EXTRACT PROVIDED:
As one of the nation’s premier providers of quality-engineered thermoplastic solutions, Symmtek offers the industry insight to help you better understand the world of engineering plastics. To that end, here is an overview of three common high-temperature thermoplastic materials: PEEK, PEK and PTFE.
PEEK and PTFE – What Do All the Acronyms Mean?
- PEEK – Poly-ether-ether-ketone – A ketone-based, semi-crystalline thermoplastic engineered for durability and high performance in harsh environments across wide temperature ranges( -300F to + 480F). Commonly used in Chemical Processing, Semiconductor Manufacturing & Oil & Gas applications.
- PEK – Poly-ether-ketone – Another semi-crystalline thermoplastic, ketone-based, likewise engineered to withstand harsh environments and extreme ranges of temperatures, (-300F to + 500F) with superior performance in applications that require vibration dampening, and wear resistance .
- PTFE– Poly-tetra-fluoro-ethylene – An engineering thermoplastic in the fluoropolymer family, distinct for its inclusion of fluorine. Commonly used in specialty seals as well as semiconductor manufacturing applications requiring service temperatures of (-350F to 500F).

EXERCISE DATA:
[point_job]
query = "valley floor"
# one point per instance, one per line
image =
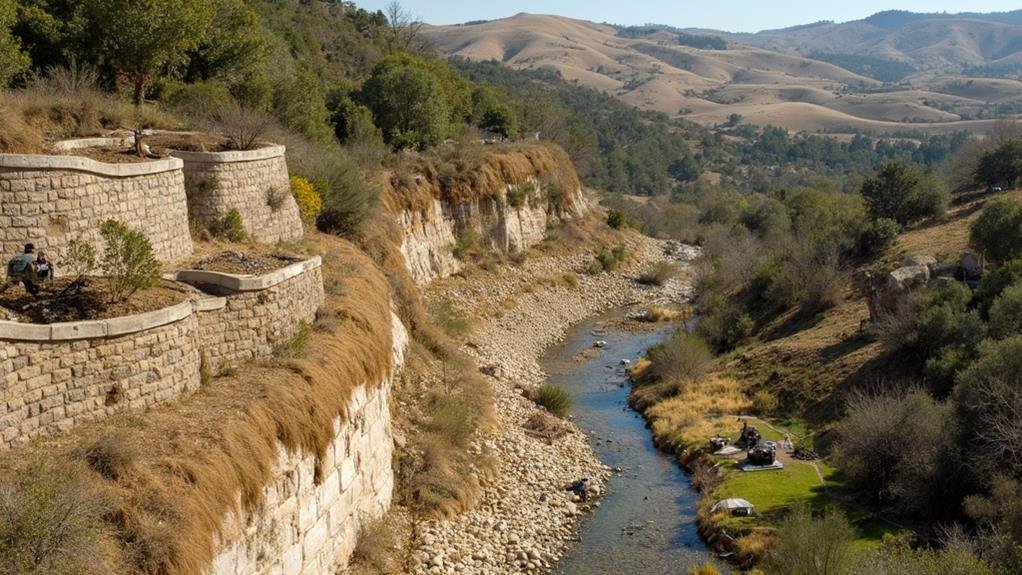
(525, 519)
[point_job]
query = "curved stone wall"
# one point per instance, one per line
(253, 314)
(54, 377)
(253, 182)
(50, 199)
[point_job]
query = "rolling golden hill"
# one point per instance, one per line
(765, 85)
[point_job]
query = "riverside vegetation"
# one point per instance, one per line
(784, 221)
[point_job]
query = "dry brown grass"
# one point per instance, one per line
(196, 457)
(33, 118)
(701, 410)
(419, 181)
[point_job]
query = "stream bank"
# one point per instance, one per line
(647, 521)
(525, 521)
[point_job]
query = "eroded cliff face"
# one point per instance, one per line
(509, 199)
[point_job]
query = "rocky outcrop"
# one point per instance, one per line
(509, 202)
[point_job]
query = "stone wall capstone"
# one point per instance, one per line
(49, 199)
(250, 323)
(48, 387)
(253, 182)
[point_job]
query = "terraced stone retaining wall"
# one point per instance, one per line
(50, 199)
(253, 182)
(310, 528)
(54, 377)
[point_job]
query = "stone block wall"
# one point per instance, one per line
(250, 323)
(310, 528)
(49, 386)
(48, 200)
(219, 182)
(54, 377)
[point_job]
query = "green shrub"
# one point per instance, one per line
(347, 199)
(764, 402)
(128, 260)
(1006, 313)
(553, 398)
(878, 236)
(230, 227)
(659, 275)
(615, 220)
(904, 193)
(724, 324)
(997, 231)
(80, 258)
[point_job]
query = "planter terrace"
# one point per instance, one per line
(253, 182)
(50, 199)
(57, 376)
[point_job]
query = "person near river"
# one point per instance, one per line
(29, 269)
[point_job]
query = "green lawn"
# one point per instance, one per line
(774, 492)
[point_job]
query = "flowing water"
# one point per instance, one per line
(646, 521)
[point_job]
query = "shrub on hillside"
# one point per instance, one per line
(988, 397)
(347, 199)
(723, 324)
(309, 199)
(811, 545)
(1006, 313)
(1001, 165)
(994, 282)
(682, 358)
(904, 193)
(128, 260)
(997, 231)
(878, 236)
(409, 105)
(615, 220)
(48, 518)
(553, 398)
(899, 448)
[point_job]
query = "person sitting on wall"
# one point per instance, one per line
(29, 269)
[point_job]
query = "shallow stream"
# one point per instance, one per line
(646, 522)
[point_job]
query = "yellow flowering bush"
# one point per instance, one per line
(309, 199)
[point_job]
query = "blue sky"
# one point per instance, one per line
(733, 15)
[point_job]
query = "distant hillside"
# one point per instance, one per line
(927, 42)
(825, 77)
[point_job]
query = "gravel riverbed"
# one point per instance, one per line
(526, 520)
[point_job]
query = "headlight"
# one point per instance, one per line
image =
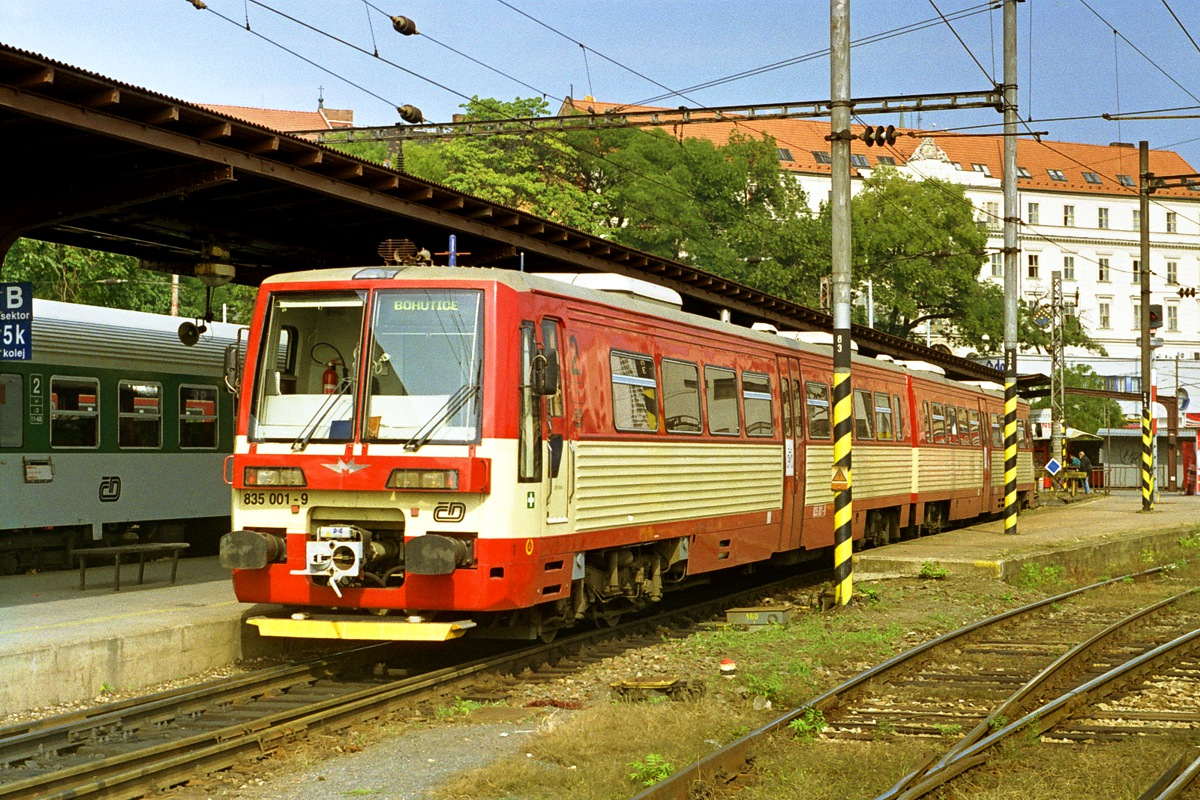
(424, 479)
(274, 476)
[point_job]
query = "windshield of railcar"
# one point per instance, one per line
(425, 368)
(307, 368)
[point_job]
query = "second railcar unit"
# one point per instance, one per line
(114, 431)
(461, 449)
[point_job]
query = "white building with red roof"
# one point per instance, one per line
(1079, 210)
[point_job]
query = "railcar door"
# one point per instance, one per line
(791, 409)
(559, 455)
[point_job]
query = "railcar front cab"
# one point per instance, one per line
(340, 453)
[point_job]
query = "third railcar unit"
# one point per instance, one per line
(491, 450)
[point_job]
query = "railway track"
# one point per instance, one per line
(1012, 673)
(144, 745)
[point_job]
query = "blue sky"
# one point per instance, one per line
(1072, 61)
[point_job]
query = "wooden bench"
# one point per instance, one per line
(115, 553)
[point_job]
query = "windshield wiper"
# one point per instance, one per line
(310, 427)
(455, 403)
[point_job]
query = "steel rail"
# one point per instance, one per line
(1015, 703)
(1047, 716)
(163, 764)
(731, 758)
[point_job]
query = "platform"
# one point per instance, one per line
(1096, 534)
(59, 644)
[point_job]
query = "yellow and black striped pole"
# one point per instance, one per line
(1147, 475)
(1011, 441)
(840, 137)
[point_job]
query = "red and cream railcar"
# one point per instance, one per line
(487, 449)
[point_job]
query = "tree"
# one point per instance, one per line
(99, 278)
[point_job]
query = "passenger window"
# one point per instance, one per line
(721, 392)
(635, 392)
(863, 419)
(197, 417)
(681, 396)
(12, 411)
(817, 402)
(138, 415)
(756, 400)
(883, 417)
(75, 413)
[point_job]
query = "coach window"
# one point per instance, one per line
(635, 392)
(12, 411)
(756, 401)
(883, 417)
(863, 419)
(75, 413)
(816, 401)
(681, 396)
(197, 417)
(138, 415)
(529, 423)
(721, 391)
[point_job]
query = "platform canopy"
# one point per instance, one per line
(106, 166)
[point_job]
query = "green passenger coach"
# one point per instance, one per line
(113, 433)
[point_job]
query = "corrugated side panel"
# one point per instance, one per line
(643, 482)
(877, 471)
(943, 469)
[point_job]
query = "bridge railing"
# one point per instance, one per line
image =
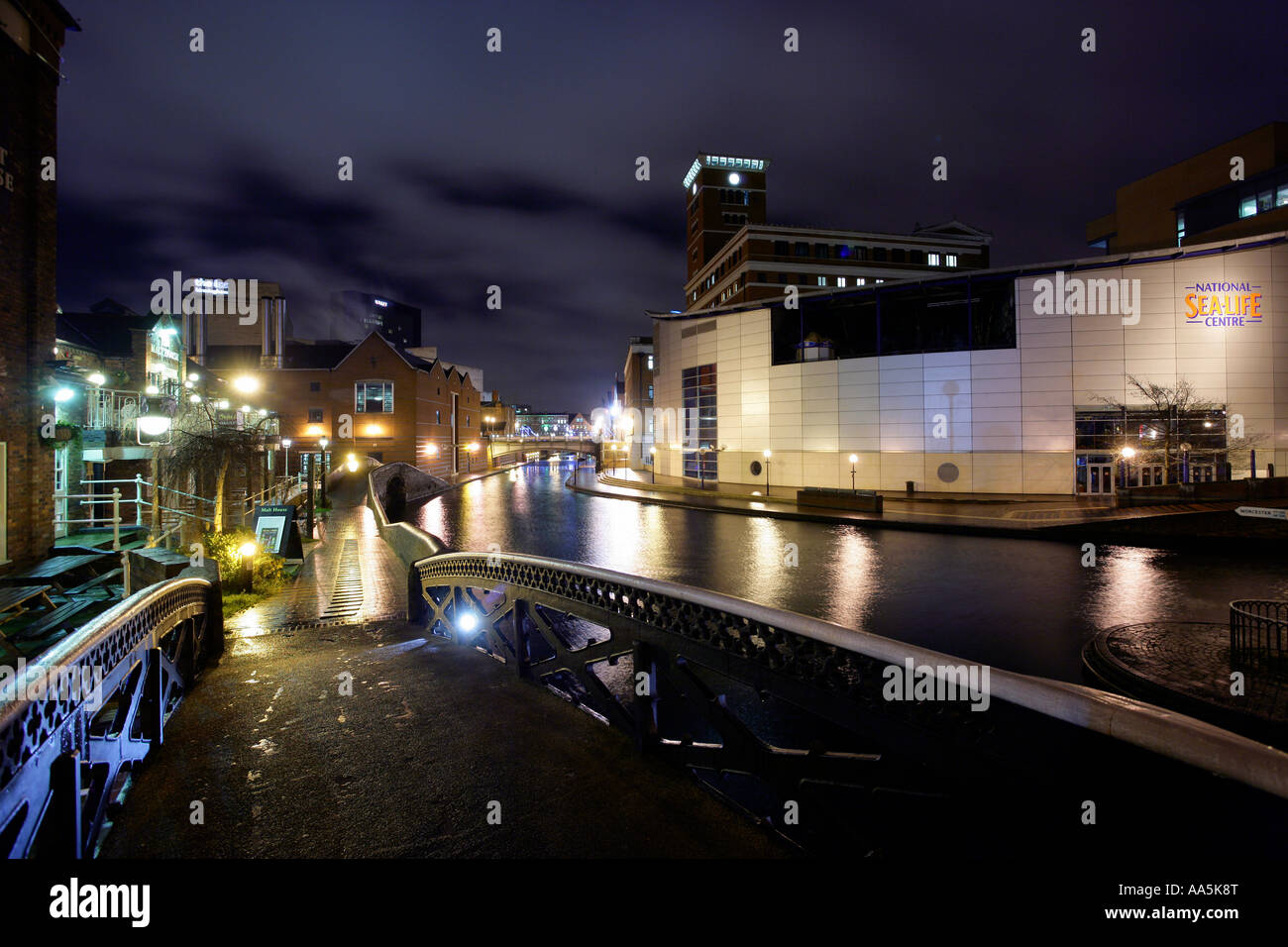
(75, 719)
(769, 707)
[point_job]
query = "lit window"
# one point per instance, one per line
(374, 397)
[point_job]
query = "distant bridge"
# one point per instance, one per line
(510, 449)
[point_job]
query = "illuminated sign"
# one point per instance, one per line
(1223, 304)
(215, 287)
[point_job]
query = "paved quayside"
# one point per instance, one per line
(413, 761)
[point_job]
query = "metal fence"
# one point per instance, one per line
(769, 707)
(76, 719)
(1258, 633)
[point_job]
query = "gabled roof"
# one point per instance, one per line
(953, 227)
(106, 334)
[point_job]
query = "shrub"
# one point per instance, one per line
(222, 547)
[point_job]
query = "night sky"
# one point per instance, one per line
(518, 167)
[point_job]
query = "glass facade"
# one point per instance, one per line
(941, 317)
(374, 397)
(698, 386)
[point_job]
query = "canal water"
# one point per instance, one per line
(1022, 604)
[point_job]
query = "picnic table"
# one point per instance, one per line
(13, 599)
(58, 570)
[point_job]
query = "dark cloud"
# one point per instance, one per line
(519, 169)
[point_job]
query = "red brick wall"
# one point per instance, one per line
(29, 132)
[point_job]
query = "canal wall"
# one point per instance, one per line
(408, 543)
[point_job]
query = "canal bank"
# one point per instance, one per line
(1069, 519)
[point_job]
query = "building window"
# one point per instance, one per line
(374, 397)
(698, 388)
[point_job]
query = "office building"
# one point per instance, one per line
(1235, 189)
(734, 256)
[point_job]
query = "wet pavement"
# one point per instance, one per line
(1186, 667)
(333, 729)
(977, 513)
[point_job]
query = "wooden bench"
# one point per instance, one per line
(55, 621)
(13, 599)
(95, 582)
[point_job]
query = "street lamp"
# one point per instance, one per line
(248, 556)
(1128, 453)
(322, 444)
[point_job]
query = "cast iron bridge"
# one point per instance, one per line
(787, 718)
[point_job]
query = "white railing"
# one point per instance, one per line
(62, 496)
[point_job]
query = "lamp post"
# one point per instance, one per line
(248, 554)
(322, 444)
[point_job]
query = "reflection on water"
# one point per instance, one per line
(1024, 604)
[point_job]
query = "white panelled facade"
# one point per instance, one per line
(995, 420)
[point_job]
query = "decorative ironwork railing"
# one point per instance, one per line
(76, 719)
(772, 707)
(1258, 633)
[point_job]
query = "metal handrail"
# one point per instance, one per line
(1121, 718)
(56, 771)
(1258, 629)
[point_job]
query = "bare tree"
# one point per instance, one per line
(205, 447)
(1171, 411)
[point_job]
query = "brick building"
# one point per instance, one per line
(369, 399)
(31, 40)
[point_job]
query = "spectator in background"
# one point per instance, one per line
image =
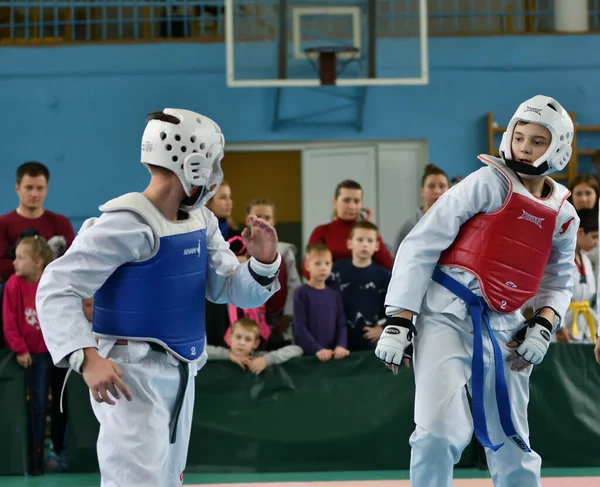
(221, 205)
(24, 337)
(347, 209)
(245, 339)
(280, 306)
(434, 184)
(217, 318)
(363, 285)
(31, 218)
(319, 320)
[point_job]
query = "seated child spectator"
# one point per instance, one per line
(24, 337)
(245, 339)
(258, 315)
(319, 320)
(280, 305)
(363, 285)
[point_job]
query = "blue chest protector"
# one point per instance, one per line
(160, 300)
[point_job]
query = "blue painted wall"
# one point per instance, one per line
(81, 109)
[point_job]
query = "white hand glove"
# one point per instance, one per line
(532, 342)
(395, 343)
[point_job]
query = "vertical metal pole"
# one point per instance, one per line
(282, 40)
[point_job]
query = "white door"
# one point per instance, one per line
(400, 168)
(322, 169)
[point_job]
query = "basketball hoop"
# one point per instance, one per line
(328, 57)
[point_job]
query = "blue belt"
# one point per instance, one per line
(478, 309)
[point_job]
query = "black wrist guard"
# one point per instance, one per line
(402, 322)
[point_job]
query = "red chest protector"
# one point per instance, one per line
(507, 251)
(276, 302)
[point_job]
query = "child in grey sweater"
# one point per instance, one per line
(245, 339)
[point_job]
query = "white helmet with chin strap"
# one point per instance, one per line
(192, 148)
(545, 111)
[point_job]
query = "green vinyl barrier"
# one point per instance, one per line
(13, 416)
(351, 414)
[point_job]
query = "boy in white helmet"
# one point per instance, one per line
(149, 261)
(501, 236)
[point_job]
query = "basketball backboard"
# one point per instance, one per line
(287, 43)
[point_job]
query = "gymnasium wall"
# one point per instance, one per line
(307, 416)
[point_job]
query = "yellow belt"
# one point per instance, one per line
(579, 307)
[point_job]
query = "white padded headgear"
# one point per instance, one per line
(192, 149)
(545, 111)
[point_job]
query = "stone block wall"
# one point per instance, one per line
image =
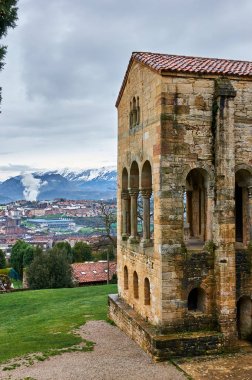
(188, 124)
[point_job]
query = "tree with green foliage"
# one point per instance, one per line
(81, 252)
(49, 270)
(2, 260)
(65, 248)
(22, 254)
(8, 18)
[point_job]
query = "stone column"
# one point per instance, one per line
(133, 214)
(224, 219)
(146, 194)
(125, 213)
(250, 211)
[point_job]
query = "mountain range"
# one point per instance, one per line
(66, 183)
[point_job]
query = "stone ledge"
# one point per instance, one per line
(162, 347)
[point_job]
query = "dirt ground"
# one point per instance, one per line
(228, 367)
(117, 357)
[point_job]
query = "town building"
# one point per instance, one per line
(93, 273)
(185, 136)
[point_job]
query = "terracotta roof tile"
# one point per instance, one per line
(163, 63)
(167, 62)
(93, 271)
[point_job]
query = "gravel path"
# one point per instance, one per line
(115, 357)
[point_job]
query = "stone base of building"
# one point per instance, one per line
(160, 346)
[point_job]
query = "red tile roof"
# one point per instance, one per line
(165, 63)
(90, 271)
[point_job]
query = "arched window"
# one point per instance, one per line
(244, 317)
(125, 205)
(243, 206)
(195, 202)
(134, 114)
(126, 278)
(138, 112)
(135, 285)
(146, 291)
(146, 191)
(196, 300)
(134, 192)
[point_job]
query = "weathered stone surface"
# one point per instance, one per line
(196, 134)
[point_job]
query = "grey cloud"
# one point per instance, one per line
(66, 61)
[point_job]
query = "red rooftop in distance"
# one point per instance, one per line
(93, 272)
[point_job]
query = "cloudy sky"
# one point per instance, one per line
(66, 60)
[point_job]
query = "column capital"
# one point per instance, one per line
(250, 192)
(146, 193)
(134, 192)
(125, 194)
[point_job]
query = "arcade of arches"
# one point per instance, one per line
(184, 249)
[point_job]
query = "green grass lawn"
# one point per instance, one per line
(42, 320)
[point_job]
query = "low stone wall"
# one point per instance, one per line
(162, 347)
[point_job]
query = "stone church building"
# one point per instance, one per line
(184, 204)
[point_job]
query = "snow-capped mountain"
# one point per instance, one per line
(64, 183)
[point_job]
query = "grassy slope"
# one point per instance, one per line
(36, 321)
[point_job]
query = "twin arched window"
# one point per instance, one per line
(147, 298)
(134, 116)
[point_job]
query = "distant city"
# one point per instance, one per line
(42, 223)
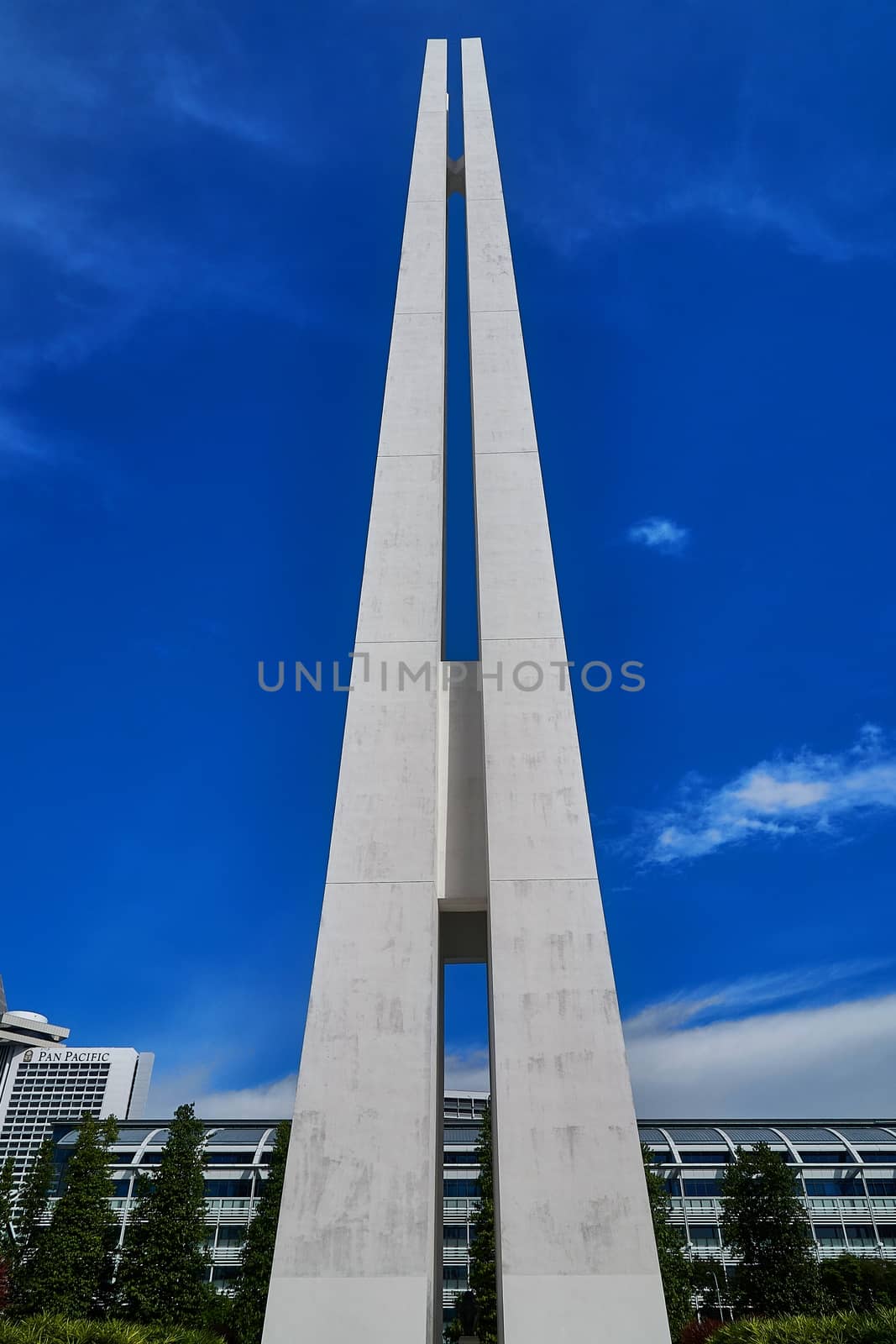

TASKS TO COMPLETE:
A - Rewrite the passage of the thermoplastics overview starting at "As one of the" and ending at "PEK and PTFE.", changing "premier" to "leading".
B - According to the thermoplastics overview, what temperature range can PEK withstand?
The material plays no part in what follows.

SOLUTIONS PER TASK:
A -
As one of the nation’s leading providers of quality-engineered thermoplastic solutions, Symmtek offers the industry insight to help you better understand the world of engineering plastics. To that end, here is an overview of three common high-temperature thermoplastic materials: PEEK, PEK and PTFE.

B - -300F to +500F